- Exercise input -
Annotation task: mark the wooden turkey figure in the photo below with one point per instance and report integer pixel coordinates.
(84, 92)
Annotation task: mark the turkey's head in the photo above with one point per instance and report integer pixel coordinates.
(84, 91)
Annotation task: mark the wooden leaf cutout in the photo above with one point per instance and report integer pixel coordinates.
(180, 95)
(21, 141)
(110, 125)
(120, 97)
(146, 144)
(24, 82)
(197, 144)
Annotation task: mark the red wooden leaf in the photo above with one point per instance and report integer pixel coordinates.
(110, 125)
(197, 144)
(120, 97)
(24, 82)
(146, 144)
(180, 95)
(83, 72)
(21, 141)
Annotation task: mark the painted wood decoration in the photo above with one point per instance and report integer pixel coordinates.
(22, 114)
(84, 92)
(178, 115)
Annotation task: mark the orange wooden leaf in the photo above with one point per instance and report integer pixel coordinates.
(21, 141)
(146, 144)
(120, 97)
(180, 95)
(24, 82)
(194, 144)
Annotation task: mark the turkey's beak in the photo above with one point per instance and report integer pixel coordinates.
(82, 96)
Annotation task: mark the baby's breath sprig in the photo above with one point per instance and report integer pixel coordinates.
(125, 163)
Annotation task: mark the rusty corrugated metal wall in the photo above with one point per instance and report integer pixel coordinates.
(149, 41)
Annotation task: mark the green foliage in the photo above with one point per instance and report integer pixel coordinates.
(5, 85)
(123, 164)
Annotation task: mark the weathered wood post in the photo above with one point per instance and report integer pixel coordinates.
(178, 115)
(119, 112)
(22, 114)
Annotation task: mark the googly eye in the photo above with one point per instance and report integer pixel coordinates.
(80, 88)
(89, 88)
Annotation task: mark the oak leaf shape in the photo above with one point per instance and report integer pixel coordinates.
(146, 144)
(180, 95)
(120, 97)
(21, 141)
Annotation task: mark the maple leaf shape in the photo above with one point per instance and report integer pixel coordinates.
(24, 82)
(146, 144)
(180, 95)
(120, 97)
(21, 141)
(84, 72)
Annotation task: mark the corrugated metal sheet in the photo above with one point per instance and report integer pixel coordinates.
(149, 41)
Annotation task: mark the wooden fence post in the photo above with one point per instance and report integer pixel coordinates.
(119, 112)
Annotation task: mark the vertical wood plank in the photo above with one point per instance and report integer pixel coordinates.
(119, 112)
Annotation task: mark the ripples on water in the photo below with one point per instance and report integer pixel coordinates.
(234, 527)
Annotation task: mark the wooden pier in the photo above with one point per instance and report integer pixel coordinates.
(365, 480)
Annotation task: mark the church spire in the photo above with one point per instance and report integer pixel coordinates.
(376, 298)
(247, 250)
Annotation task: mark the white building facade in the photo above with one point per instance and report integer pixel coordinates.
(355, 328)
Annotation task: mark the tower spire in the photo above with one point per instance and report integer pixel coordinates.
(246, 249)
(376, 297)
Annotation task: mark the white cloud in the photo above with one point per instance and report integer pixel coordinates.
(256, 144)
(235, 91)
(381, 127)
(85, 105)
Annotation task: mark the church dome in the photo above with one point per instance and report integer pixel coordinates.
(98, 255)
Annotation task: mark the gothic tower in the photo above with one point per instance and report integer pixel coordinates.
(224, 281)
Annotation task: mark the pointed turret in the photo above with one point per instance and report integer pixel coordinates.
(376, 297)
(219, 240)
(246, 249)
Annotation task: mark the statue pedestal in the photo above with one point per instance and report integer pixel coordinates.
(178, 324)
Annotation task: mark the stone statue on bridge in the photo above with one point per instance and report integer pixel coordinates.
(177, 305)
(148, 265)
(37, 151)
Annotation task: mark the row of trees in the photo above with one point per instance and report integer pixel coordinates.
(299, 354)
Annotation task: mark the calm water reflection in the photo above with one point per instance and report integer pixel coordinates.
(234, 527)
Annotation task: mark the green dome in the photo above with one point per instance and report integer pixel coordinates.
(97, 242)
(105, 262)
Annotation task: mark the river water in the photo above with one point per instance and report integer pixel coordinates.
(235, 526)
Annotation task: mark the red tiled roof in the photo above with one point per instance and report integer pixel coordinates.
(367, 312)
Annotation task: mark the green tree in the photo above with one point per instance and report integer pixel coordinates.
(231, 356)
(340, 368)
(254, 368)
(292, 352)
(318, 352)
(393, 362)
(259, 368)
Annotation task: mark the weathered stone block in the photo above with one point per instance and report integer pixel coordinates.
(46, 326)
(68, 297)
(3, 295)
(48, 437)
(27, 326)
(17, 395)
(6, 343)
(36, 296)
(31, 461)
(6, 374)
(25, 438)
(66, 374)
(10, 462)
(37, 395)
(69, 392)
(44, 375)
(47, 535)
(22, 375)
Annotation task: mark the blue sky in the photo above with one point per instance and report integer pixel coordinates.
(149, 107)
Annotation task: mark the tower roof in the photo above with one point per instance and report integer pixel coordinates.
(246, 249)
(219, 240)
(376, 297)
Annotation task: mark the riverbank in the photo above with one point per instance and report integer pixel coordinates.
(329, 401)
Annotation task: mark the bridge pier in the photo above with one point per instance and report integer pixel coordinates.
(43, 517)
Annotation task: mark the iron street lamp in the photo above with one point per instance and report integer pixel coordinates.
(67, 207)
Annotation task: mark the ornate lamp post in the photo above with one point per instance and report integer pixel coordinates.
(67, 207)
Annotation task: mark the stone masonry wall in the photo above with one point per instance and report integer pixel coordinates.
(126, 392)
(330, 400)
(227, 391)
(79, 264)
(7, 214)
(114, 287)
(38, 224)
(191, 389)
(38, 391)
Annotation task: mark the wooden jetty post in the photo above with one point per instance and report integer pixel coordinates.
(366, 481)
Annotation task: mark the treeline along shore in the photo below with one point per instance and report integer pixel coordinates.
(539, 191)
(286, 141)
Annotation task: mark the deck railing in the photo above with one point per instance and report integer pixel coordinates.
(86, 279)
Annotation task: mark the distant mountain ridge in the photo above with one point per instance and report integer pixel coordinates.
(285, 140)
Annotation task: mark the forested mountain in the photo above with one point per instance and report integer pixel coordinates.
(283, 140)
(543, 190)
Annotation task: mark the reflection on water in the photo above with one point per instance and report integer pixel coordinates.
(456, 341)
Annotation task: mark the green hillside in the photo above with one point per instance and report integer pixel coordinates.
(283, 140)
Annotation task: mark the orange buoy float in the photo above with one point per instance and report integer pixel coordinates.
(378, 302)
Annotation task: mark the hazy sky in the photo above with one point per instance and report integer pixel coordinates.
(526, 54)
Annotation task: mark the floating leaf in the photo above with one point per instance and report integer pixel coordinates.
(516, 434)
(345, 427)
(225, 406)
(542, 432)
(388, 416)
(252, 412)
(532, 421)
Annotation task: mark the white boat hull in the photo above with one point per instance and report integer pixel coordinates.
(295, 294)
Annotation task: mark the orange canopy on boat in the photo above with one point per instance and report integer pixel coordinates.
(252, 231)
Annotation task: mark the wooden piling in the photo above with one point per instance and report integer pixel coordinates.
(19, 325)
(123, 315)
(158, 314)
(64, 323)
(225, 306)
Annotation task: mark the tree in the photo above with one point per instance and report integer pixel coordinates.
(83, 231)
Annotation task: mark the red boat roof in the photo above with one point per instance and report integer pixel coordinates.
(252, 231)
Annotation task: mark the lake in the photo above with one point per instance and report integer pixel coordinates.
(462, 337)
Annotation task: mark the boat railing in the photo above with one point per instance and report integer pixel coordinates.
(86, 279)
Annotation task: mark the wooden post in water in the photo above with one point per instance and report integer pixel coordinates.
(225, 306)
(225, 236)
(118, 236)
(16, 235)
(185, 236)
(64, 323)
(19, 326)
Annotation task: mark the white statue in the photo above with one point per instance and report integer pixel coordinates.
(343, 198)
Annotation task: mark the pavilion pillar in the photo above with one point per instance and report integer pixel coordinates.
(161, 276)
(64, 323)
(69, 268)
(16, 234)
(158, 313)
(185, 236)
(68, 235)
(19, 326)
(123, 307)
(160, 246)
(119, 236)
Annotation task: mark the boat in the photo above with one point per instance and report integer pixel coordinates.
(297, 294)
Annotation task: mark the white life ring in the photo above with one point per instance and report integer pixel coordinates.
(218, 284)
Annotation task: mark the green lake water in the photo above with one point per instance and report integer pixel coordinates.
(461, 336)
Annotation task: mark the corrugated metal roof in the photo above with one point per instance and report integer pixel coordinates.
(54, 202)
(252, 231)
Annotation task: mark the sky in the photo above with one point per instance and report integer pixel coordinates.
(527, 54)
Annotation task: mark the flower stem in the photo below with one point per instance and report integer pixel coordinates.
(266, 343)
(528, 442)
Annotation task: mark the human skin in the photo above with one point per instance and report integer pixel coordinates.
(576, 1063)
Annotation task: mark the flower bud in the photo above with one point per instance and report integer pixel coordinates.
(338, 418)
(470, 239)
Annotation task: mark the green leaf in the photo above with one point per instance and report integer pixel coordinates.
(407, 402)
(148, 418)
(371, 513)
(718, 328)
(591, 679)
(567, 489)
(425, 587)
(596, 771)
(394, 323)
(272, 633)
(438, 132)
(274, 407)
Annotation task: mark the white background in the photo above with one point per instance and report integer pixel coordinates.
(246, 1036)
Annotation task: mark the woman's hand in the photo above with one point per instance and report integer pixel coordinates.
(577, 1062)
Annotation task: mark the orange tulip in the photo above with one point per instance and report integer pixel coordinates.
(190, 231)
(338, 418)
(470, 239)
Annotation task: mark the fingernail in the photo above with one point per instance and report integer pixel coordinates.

- Written request -
Write out, word for word, the line containing "Annotation task: mark the green leaf" and every line after it to the end of the data above.

- Solution to this problem -
Annotation task: mark the green leaf in the photo above with one point per instance and report integer pixel coordinates.
(407, 402)
(148, 418)
(371, 513)
(718, 328)
(591, 679)
(567, 489)
(425, 587)
(596, 771)
(394, 323)
(272, 633)
(438, 132)
(274, 407)
Annotation task: mark the white background in the photo above with one point per instance and report integer pixel coordinates.
(246, 1036)
Annotation task: mark the woman's hand in the photo above with one point per instance and report integer pixel coordinates.
(577, 1062)
Annotation task: mark the orange tulip in the photo above with one point per instance and report integer pixel coordinates.
(190, 231)
(338, 418)
(470, 239)
Annotation task: mark the fingernail in the photo above with one point per instance and report integer pixel coordinates.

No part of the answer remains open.